BEGIN

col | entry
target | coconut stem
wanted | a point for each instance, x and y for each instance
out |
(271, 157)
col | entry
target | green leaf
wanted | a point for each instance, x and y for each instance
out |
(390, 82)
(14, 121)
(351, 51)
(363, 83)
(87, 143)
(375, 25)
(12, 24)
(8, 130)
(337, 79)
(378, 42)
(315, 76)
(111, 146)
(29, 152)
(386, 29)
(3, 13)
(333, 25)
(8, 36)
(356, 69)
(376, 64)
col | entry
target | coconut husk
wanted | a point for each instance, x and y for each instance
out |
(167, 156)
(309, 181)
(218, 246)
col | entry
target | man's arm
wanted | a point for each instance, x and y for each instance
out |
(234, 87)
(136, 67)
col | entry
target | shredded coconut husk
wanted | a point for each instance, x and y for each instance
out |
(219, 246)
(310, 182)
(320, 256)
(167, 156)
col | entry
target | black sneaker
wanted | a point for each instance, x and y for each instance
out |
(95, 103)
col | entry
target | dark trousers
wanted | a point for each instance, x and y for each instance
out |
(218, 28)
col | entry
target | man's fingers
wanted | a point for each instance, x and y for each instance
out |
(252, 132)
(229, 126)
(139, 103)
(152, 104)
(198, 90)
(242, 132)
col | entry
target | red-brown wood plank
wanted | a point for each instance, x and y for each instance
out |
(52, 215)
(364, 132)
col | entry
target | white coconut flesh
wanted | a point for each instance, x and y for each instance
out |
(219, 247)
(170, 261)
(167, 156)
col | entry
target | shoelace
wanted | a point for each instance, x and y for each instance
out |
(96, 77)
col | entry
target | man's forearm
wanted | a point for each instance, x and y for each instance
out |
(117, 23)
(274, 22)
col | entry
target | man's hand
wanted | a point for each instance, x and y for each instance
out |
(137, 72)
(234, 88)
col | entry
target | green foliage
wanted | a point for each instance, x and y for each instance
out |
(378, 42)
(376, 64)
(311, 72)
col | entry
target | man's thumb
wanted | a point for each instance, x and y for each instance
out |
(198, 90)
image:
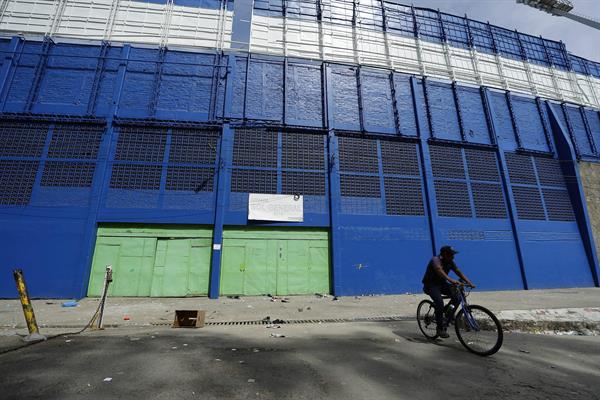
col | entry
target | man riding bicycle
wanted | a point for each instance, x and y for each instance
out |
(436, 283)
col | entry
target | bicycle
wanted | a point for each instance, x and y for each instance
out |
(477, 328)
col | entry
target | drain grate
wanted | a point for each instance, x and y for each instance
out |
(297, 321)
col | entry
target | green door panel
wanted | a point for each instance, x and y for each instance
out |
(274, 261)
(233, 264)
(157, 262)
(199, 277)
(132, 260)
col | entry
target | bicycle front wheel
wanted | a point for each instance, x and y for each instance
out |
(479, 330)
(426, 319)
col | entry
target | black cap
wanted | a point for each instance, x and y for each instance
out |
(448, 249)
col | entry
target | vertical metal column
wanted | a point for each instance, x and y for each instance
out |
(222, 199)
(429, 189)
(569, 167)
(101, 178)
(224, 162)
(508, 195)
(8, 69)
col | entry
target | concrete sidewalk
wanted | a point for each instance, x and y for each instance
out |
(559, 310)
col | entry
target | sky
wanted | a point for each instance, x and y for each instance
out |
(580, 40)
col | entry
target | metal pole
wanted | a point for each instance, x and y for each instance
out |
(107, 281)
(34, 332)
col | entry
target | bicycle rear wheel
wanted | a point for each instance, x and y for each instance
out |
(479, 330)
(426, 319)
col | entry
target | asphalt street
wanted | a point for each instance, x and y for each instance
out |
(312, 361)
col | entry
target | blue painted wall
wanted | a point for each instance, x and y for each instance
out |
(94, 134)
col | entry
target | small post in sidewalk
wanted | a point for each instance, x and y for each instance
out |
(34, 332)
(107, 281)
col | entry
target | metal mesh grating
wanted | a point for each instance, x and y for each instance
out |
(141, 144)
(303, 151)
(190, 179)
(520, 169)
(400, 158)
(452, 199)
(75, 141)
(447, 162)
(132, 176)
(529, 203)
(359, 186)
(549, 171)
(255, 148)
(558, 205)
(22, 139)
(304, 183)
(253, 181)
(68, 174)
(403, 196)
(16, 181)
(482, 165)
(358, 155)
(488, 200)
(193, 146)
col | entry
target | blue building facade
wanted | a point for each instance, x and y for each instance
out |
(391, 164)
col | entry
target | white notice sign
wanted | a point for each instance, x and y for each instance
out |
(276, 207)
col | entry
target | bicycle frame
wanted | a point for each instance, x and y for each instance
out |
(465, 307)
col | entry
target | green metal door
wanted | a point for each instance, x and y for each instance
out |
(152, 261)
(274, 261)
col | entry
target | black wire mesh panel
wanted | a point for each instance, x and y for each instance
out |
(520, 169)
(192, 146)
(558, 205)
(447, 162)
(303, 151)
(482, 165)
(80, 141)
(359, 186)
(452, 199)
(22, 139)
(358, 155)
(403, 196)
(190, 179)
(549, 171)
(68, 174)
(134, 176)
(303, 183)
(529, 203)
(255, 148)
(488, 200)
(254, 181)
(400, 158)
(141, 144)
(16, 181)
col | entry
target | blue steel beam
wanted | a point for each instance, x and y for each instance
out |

END
BEGIN

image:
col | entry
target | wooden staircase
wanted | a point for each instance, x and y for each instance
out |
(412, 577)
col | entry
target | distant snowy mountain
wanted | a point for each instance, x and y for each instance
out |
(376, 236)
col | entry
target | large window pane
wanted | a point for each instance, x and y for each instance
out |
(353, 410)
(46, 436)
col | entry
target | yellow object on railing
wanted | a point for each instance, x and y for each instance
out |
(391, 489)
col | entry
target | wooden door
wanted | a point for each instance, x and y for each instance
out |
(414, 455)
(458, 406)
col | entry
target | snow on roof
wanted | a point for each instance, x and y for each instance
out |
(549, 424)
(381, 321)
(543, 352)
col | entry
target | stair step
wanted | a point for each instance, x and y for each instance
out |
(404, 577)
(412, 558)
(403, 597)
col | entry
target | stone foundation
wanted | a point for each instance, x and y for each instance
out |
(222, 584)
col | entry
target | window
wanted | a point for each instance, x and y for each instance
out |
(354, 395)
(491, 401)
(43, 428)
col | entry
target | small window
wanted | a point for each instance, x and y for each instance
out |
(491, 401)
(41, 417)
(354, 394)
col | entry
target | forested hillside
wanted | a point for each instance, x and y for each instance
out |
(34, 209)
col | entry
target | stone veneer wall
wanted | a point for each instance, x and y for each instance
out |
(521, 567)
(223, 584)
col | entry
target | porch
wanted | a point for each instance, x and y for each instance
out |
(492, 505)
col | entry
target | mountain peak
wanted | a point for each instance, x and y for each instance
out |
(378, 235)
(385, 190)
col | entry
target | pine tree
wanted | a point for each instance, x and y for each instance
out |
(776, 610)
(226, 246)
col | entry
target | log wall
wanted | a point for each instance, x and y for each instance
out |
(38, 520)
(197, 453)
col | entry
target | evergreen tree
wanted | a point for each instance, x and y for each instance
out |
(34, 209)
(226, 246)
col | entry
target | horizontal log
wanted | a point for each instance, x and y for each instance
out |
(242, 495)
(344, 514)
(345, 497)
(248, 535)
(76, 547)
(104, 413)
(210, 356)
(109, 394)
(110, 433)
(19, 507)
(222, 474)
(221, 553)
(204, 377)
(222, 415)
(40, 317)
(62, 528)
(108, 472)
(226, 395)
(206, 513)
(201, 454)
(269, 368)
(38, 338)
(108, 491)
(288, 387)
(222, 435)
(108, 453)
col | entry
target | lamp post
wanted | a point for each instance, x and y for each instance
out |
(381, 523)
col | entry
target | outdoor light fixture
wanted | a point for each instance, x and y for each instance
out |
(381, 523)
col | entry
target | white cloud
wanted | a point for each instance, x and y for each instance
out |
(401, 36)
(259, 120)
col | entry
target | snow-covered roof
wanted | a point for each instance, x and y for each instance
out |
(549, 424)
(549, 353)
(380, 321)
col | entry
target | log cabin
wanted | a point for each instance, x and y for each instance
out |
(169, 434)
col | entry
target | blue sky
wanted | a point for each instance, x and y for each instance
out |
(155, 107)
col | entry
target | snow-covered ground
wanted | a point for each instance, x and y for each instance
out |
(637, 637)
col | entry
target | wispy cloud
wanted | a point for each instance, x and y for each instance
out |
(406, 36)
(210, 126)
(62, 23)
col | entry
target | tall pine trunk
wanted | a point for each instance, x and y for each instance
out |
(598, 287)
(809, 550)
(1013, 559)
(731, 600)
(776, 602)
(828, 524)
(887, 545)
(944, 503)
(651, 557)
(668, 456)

END

> [Work required]:
From the line holding "target | outdoor light fixture" to the line holding "target | snow-covered ground", inclusive, restate each line above exactly as written.

> [Answer space]:
target | outdoor light fixture
wanted | a point for each instance, x and y for each instance
out |
(381, 523)
col | entry
target | white cloud
wanted | a point for each instance, x and y for each instance
out |
(401, 36)
(259, 120)
col | entry
target | snow-covered roof
wanted | a point for each instance, x and y for each instance
out |
(549, 424)
(549, 353)
(380, 321)
col | entry
target | log cabin
wanted | a point for each instance, x and y for each instance
out |
(169, 434)
col | entry
target | blue sky
wanted | a point for each instance, x and y for each instance
out |
(155, 107)
col | entry
target | snow-covered ground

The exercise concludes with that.